ИСХОДНЫЙ ТЕКСТ:

◇ ◇ ◇ ◇ ◇ ◇ ◇

Записки об Анне Ахматовой. 1952-1962 — страница 32 из 128

– «Такие»… – сказала она. – «Такие»… они всегда прирабатывали воровством – во все времена – профессия обязывает. Но обворовывать человека в лагере! – Она подняла глаза. Камень ожил. – Самой находясь при этом на воле!.. И на щедром содержании у Бориса Леонидовича… и не у него одного, надо думать… Обворовывать подругу, заключенную, которая умирает с голоду… Подобного я в жизни не слыхивала. Подобное даже у блатных не в обычае – между своими. Я надеюсь, вы уже объяснили Борису Леонидовичу, кого это он поет, о ком бряцает на своей звучной лире? Образ «женщины в шлеме!» – закончила она с отвращением цитатой из стихотворения Пастернака.

◇ ◇ ◇ ◇ ◇ ◇ ◇

Выдержки из данных разметки местоположений
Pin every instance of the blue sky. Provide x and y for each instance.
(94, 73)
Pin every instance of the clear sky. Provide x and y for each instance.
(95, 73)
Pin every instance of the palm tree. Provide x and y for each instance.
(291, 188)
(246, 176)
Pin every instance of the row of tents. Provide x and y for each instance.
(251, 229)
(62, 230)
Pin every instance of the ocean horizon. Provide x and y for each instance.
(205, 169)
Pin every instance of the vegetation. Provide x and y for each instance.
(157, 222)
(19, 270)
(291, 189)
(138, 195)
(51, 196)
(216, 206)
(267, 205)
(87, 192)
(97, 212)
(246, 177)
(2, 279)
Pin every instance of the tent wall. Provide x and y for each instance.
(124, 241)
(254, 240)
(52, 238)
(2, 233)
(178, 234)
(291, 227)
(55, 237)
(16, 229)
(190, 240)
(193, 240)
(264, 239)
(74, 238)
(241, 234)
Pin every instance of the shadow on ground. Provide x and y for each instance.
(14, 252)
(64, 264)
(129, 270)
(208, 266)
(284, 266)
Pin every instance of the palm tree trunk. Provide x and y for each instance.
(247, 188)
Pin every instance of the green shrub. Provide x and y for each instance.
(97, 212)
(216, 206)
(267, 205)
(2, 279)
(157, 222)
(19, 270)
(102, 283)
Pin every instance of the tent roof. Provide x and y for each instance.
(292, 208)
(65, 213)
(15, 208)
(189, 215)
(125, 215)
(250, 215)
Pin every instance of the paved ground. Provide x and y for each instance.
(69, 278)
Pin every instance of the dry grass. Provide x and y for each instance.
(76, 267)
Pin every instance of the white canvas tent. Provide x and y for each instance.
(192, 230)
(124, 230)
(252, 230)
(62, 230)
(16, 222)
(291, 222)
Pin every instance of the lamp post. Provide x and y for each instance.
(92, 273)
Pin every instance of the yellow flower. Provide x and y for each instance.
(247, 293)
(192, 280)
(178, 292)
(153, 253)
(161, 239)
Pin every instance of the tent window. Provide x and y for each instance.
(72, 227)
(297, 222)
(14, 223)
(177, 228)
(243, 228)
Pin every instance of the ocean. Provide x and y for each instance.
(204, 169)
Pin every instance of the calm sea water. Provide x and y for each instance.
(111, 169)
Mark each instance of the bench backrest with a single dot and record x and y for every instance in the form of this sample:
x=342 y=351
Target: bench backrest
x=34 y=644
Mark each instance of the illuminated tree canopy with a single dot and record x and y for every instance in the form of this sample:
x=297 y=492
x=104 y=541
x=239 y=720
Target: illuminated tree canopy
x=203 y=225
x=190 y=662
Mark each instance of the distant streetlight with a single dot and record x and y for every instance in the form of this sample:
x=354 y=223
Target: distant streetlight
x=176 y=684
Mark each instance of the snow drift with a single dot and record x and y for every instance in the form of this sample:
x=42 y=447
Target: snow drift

◇ ◇ ◇ ◇ ◇ ◇ ◇

ЗАДАНИЕ: Замените в записках об Анне Ахматовой "лагере" на "ссылке" и приведите часть текста между "Записки об Анне" и "из стихотворения Пастернака." включительно.

ОЖИДАЕМЫЙ ОТВЕТ:
Записки об Анне Ахматовой. 1952-1962 — страница 32 из 128

– «Такие»… – сказала она. – «Такие»… они всегда прирабатывали воровством – во все времена – профессия обязывает. Но обворовывать человека в ссылке! – Она подняла глаза. Камень ожил. – Самой находясь при этом на воле!.. И на щедром содержании у Бориса Леонидовича… и не у него одного, надо думать… Обворовывать подругу, заключенную, которая умирает с голоду… Подобного я в жизни не слыхивала. Подобное даже у блатных не в обычае – между своими. Я надеюсь, вы уже объяснили Борису Леонидовичу, кого это он поет, о ком бряцает на своей звучной лире? Образ «женщины в шлеме!» – закончила она с отвращением цитатой из стихотворения Пастернака.